### Given exercise a
Repeat everything in the listing below, from its first line down to the line containing "Trace the outline of every instance of the jagged", with both of those lines included, and omit the pictures from your answer.

### Source excerpt

::::::

Can you remember a single modern AAA game that didn't have terrible pop-in? It's really weird to me that this is being so widely tolerated.

 

It is more like we have to live with it than we tolerate it ! In the past, we did not have much, we put a knife cutting fog close by and stop drawing ( think Turok, Unreal 1 ), now the far clip is usually at infinity and we have to draw technically to the end of world, and we have to do it at higher resolution than ever before.

 

Memory and performance are not unlimited. The hardware deal with performance for texture on the distance, with mip maps, so only memory is an issue with them. Geometry is more complicated, if you draw a thousand triangle model in the distance covering 2 pixels, you will never hit the performance mark, and so we do have LODs. Well done LOD and transition can be impossible to see, but a game amount of asset has boom too, and LODs are more and more automatic geometry processing than artist done, with not enough time to inspect every single case.Then even with LODs, performance may still miss the mark, so the last LOD is just to not draw, hopefully, it happens far enough than you don't see it disappear, especially in complex environment that have the time to occlude it before that, but your world is a desert with a palm tree in the middle, you will have issue here !

::::::

### Task input
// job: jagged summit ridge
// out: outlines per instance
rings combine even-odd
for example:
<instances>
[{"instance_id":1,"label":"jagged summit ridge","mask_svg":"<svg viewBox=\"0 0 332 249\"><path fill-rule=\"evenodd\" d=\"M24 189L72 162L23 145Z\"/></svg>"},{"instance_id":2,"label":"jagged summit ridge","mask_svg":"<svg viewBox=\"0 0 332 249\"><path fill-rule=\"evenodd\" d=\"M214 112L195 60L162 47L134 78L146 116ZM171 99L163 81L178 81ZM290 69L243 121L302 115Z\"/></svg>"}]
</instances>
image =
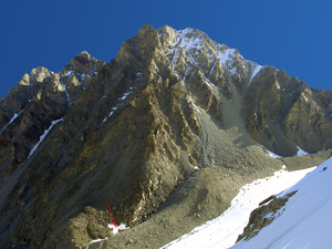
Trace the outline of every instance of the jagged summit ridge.
<instances>
[{"instance_id":1,"label":"jagged summit ridge","mask_svg":"<svg viewBox=\"0 0 332 249\"><path fill-rule=\"evenodd\" d=\"M261 145L329 148L329 100L201 31L144 25L110 63L82 52L38 68L0 102L0 227L13 220L17 245L74 248L112 236L105 200L128 226L173 204L206 220L281 167Z\"/></svg>"},{"instance_id":2,"label":"jagged summit ridge","mask_svg":"<svg viewBox=\"0 0 332 249\"><path fill-rule=\"evenodd\" d=\"M158 33L165 54L172 61L173 70L181 80L191 76L193 71L197 68L206 79L212 76L211 81L214 82L217 80L217 75L225 74L226 71L234 79L240 79L240 75L243 74L250 75L250 80L247 79L247 83L250 84L250 81L262 68L245 60L238 50L211 41L206 33L199 30L187 28L175 31L169 27L163 27Z\"/></svg>"}]
</instances>

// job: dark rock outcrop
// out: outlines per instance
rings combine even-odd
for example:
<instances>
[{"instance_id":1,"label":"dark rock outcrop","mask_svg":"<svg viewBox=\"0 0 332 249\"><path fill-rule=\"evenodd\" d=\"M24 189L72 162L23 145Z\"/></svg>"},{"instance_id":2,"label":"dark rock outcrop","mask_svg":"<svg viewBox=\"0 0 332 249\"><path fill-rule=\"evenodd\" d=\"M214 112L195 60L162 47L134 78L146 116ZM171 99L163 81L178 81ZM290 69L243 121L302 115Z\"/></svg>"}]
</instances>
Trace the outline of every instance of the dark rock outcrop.
<instances>
[{"instance_id":1,"label":"dark rock outcrop","mask_svg":"<svg viewBox=\"0 0 332 249\"><path fill-rule=\"evenodd\" d=\"M270 196L266 200L261 201L259 204L259 208L255 209L250 214L249 222L245 228L243 234L238 237L237 242L242 239L251 239L257 236L263 227L269 226L276 218L280 217L283 212L282 207L289 198L295 194L297 191L292 191L284 197L279 198Z\"/></svg>"},{"instance_id":2,"label":"dark rock outcrop","mask_svg":"<svg viewBox=\"0 0 332 249\"><path fill-rule=\"evenodd\" d=\"M282 166L257 142L280 155L331 146L329 97L194 29L144 25L108 64L82 52L59 73L32 70L0 101L0 239L116 240L106 203L131 227L170 206L193 226L212 218Z\"/></svg>"}]
</instances>

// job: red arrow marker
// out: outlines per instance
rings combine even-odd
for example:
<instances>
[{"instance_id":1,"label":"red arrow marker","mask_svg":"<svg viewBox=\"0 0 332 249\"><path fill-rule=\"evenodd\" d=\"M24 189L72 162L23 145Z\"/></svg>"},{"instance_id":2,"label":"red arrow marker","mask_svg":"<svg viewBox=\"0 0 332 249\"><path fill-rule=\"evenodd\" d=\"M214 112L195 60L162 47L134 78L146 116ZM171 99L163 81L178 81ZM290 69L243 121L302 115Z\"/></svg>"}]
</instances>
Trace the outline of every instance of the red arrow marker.
<instances>
[{"instance_id":1,"label":"red arrow marker","mask_svg":"<svg viewBox=\"0 0 332 249\"><path fill-rule=\"evenodd\" d=\"M116 229L116 224L115 224L115 221L114 221L114 218L113 218L113 215L112 215L112 211L111 211L111 208L110 208L110 204L108 204L108 203L107 203L107 206L108 206L110 214L111 214L111 217L112 217L112 220L113 220L113 225L114 225L114 227L115 227L115 229Z\"/></svg>"}]
</instances>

::::::

### Given exercise b
Reproduce everything in the passage on game pop-in above, from "Can you remember" down to "than ever before.", including both of those phrases.

### Complete response a
// job: jagged summit ridge
// out: outlines per instance
rings combine even-odd
for example:
<instances>
[{"instance_id":1,"label":"jagged summit ridge","mask_svg":"<svg viewBox=\"0 0 332 249\"><path fill-rule=\"evenodd\" d=\"M24 189L72 162L23 145Z\"/></svg>"},{"instance_id":2,"label":"jagged summit ridge","mask_svg":"<svg viewBox=\"0 0 332 249\"><path fill-rule=\"evenodd\" d=\"M214 112L195 60L162 47L134 78L146 116ZM171 99L163 81L178 81ZM290 69L243 121L302 115Z\"/></svg>"}]
</instances>
image =
Trace the outline of every instance of the jagged summit ridge.

### Complete response b
Can you remember a single modern AAA game that didn't have terrible pop-in? It's really weird to me that this is being so widely tolerated.

 

It is more like we have to live with it than we tolerate it ! In the past, we did not have much, we put a knife cutting fog close by and stop drawing ( think Turok, Unreal 1 ), now the far clip is usually at infinity and we have to draw technically to the end of world, and we have to do it at higher resolution than ever before.